§ TASK REQUIREMENTS: In the race review below, why did the first couple dozen finishers get hats when others at the finish line received medals?

§ READING TEXT:
+---+
Polar Hero Montreal
Commando Paintball - Sainte-Julie Quebec
February 22nd, 2014, 10 am open heat
Registration: $86.78 with tax - registered only 1 month in
advance, there was much better early bird pricing.
Parking was free and about 7 min walk from the festival
area.
The festival was small but lively. Arrived a few hours early
to see some friends off in the elite heat, the event seemed a little
disorganized still there was a large truck offloading equipment in the middle
of the festival for a good portion of the morning. There was a heated change
tent and if I recall correctly a $5 bag check.
Kit pickup was very fast and easy, you were basically ticked
off a list and given a wristband. No timing chips.
The start “line” was a heated tent. The pre-race briefing
was completely in French so I only got about 50% of it.
The elite heat left about 45 min late as the course was
still being marked. The added challenge of the elite heat was that they had to
break the trail, a foot of snow at some points. The open heats left about every
15 min after that to try and catch up.
There were no hills per say (my GPS said 25m climb total),
but some sizeable snowbanks, and running on snow is challenging. Obstacles were
standard OCR fare, lots of walls: little hurdle type walls, ladder walls, 6
foot walls and 8 foot walls (which were tough with snow filled treads). There
were some of the maze and tunnel obstacles from the paintball course. There
were also some winter obstacles, a snow filled tire pull, a sort of traverse
where you pulled yourself on your back with a rope through the snow, some rope
unders and a tarp “crawl" which could be cleared with a running dive.
There was a snow bucket carry, which was not open when I got there, and the
hardest obstacle, a Polar Hero exclusive, the planche Polaire which can only be
described with this video: https://www.youtube.com/watch?v=-uBhAsqrIL4. This
was the penultimate obstacle and the only obstacle that foiled me and I had to
get a boost. 15 obstacles advertised and I counted 14 since the buckets were
missing when I got there.
Finish line featured mulled wine and hot chocolate.
My GPS (runkeeper on a phone, not 100% reliable), clocked it
at a little over 4km, which was short of the advertised 5 km.
Swag: “I am a Polar Hero” tshirt and a medal at the finish
line. The website had published that there were finishers hats and no medals.
When I reached the finish they were handing out medals, but some of the early
finishers got hats and medals (really cute hats!) I inquired and an organizer
told me that there was so much call for medals that they switched out hats for
medals, but there was a mistake and the first couple dozen finishers got hats.
They were selling the hats for $12 (and medals for $5?), in hindsight I should
have bought one, but was disappointed with the switcheroo.
Most importantly, the cold:
The historical weather says it was 2degC at 8am and was up
to 4 by the time I ran at 10. It was beautiful and sunny without much wind.
+---+
§ DATA RECORDS:
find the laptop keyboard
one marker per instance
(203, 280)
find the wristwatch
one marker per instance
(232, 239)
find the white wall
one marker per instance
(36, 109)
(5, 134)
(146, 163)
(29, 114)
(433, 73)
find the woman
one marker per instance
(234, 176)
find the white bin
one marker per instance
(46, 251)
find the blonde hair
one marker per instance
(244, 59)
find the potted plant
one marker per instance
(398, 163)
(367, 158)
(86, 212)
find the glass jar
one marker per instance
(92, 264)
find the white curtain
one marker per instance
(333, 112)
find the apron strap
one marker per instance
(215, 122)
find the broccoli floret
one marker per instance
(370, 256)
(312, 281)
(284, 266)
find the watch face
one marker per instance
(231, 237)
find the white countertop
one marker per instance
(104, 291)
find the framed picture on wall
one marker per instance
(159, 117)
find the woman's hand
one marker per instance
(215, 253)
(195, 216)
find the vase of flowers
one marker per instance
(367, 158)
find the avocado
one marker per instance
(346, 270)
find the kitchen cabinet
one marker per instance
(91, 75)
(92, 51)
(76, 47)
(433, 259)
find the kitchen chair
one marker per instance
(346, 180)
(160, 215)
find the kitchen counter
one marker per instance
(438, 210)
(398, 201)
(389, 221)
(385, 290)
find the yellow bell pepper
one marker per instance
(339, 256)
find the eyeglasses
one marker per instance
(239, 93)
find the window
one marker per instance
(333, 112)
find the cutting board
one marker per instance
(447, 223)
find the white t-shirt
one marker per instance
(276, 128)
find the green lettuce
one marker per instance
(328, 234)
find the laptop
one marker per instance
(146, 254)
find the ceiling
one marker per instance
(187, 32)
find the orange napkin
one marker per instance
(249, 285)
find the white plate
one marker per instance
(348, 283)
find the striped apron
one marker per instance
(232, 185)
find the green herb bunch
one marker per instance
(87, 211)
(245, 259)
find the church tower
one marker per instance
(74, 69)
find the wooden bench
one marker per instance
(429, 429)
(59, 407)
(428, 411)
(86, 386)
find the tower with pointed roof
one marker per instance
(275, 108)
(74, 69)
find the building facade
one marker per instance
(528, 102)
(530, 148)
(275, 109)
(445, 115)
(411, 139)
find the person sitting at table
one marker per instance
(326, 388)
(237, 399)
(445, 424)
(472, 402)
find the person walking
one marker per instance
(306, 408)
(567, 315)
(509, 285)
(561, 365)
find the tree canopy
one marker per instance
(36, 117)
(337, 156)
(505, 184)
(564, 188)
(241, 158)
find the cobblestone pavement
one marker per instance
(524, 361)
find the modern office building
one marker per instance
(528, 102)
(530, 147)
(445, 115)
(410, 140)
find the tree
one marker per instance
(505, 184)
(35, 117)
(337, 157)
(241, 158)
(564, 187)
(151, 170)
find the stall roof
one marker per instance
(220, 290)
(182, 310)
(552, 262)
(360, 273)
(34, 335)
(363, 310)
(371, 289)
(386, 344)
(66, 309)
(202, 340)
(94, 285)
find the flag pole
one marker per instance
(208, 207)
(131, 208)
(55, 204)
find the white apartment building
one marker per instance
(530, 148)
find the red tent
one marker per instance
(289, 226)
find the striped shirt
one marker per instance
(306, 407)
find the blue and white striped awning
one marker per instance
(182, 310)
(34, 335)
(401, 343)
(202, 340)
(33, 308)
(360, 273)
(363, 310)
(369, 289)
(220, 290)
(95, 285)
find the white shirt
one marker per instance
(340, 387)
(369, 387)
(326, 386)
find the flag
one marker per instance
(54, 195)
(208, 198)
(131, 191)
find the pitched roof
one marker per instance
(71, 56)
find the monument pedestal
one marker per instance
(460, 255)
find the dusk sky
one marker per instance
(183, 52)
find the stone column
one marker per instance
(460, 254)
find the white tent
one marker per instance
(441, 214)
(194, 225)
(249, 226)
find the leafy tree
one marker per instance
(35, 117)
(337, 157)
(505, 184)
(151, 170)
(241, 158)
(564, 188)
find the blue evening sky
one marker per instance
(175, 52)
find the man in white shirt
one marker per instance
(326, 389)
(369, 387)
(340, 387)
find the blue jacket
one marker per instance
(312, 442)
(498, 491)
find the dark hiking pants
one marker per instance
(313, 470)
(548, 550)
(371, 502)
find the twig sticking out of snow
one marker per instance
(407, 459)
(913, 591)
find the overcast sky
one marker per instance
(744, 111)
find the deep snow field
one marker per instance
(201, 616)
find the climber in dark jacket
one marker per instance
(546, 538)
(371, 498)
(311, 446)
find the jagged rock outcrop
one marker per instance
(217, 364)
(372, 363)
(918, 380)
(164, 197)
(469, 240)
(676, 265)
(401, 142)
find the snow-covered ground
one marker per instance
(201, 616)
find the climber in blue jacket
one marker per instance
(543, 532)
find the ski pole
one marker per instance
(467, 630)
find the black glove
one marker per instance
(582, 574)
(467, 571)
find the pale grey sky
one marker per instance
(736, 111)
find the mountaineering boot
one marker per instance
+---+
§ RESPONSE TO THE EXERCISE: An organizer said there was so much call for medals that the hats were switched out for medals. Through a mistake, though, the first couple dozen finishers were given hats.